Document text START

Molecular & Cellular Toxicology volume 15pages 425–430 (2019)Cite this article

Abstract

Backgrounds

Coxsackievirus B3 (CVB3) is a member of the family Picornaviridae, and along with polio-viruses, belongs to the Enterovirus genus. The CVB3 genome is composed single-stranded RNA encoding polyproteins, which are cleaved to individual functional proteins by 2A and 3C proteases proteins which have been targeted for drug development. Here, we showed that protease activity required to activate a toxic protein may be used to prevent viral infection.

Methods

We modified the MazE-MazF antitoxin-toxin system of Escherichia coli to fuse a C-terminal fragment of MazE to the N-terminal end of toxin MazF with a linker having a specific protease cleavage site for CVB3. This fusion protein formed a stable dimer and was capable of inactivating the mRNA interferase activity of MazF which cleaves the ACA sequence in mRNA substrates.

Document text END
Study material START

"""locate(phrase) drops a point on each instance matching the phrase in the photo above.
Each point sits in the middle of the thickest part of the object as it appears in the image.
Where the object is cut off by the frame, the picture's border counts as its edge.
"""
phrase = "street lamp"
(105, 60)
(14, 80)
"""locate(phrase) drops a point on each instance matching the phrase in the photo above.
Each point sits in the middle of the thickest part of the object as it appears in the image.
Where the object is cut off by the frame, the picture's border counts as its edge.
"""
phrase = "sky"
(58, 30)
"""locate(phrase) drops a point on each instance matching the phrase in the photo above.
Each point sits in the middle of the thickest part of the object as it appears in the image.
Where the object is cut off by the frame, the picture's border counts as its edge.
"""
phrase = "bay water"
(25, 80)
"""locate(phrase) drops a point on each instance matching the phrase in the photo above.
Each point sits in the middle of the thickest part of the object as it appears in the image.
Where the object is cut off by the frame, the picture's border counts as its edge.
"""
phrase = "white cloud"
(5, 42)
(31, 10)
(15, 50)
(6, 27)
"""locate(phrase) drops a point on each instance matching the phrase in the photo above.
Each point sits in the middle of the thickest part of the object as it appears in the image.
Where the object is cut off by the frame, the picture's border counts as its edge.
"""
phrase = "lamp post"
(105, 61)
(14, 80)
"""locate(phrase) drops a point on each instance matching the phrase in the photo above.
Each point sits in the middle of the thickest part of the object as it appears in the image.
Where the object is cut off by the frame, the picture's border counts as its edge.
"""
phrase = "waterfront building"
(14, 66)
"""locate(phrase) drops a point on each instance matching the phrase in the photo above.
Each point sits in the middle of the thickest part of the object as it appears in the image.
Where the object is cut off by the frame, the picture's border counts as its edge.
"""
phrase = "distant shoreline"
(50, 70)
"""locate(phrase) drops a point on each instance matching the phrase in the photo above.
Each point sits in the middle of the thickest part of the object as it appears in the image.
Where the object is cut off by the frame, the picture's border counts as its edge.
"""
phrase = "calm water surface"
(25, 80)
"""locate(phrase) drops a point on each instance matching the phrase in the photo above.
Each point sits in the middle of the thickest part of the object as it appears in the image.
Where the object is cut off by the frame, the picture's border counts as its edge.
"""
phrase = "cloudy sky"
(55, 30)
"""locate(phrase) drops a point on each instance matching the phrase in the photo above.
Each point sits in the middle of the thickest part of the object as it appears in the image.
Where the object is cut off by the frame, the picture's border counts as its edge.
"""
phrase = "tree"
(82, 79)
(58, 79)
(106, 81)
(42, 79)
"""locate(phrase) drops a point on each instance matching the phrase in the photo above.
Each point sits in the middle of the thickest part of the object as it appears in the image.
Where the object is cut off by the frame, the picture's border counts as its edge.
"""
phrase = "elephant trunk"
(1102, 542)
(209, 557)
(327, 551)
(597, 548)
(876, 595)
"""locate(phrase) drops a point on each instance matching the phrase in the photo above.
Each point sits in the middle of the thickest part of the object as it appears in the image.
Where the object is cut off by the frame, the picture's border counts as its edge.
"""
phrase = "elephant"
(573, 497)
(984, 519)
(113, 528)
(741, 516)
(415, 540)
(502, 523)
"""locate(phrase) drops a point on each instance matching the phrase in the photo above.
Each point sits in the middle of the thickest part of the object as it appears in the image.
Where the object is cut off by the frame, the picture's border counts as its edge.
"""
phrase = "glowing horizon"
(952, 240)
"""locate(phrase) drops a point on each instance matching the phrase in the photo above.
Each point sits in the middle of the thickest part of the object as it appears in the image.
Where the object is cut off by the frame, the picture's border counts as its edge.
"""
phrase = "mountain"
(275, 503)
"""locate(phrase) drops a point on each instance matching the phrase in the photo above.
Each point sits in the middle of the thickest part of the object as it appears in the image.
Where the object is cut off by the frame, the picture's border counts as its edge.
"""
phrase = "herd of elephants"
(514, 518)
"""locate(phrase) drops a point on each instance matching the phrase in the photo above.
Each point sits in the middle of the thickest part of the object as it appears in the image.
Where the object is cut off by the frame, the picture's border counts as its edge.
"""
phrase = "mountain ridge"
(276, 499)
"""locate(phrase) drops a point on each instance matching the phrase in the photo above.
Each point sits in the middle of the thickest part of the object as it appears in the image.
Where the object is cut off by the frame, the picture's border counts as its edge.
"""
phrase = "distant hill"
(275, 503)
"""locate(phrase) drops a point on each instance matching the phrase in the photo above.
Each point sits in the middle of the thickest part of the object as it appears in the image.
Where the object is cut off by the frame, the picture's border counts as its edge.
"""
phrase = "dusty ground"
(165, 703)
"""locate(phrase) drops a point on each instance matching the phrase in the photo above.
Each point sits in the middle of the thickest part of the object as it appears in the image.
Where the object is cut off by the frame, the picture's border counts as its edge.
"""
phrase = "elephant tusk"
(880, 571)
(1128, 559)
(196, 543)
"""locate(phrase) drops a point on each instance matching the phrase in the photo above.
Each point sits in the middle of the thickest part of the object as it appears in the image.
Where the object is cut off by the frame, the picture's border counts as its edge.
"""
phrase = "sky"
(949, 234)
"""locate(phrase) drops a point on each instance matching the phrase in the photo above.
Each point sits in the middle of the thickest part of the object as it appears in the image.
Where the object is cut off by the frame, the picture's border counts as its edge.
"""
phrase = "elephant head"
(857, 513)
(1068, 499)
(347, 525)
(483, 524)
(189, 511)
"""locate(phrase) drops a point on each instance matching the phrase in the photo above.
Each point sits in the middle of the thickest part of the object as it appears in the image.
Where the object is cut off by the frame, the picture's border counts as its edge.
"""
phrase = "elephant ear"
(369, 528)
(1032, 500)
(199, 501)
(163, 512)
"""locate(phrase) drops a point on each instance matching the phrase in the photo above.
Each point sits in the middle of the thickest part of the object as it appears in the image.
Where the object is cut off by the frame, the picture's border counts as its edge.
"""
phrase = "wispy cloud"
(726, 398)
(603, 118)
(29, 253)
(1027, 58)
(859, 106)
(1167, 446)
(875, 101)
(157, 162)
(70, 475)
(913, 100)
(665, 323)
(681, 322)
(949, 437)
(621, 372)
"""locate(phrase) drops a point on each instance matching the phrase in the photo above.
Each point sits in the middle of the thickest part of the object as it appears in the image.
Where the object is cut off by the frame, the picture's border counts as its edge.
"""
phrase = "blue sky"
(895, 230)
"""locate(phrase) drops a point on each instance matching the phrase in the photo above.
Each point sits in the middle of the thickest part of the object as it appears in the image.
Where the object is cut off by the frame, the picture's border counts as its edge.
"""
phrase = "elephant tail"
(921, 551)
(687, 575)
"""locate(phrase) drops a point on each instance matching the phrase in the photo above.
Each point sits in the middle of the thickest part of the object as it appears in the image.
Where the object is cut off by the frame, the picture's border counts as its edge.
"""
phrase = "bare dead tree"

Study material END

What this exercise asks:
[1] List the section headings that appear in the CVB3 abstract.
[2] According to the CVB3 abstract, what sequence in mRNA substrates does MazF cleave?
[3] Write the next part of the CVB3 abstract, picking up after its final sentence.

Numbered responses:
[1] Abstract, Backgrounds, Methods

[2] The ACA sequence.

[3]
Results

The incubation of 2A proteases with the fusion proteins induced cleavage between the MazE and MazF fragments from the fusion proteins; the subsequent release of MazF significantly inhibited virus replication. Additionally, we note that, CVB3 infected HeLa cells quickly died through a MazF toxin mediated effect before virus protein expression.

Conclusion

These findings suggest that the MazEF fusion protein has a strong potential to be developed as an anti-virus therapy following CVB3 infection.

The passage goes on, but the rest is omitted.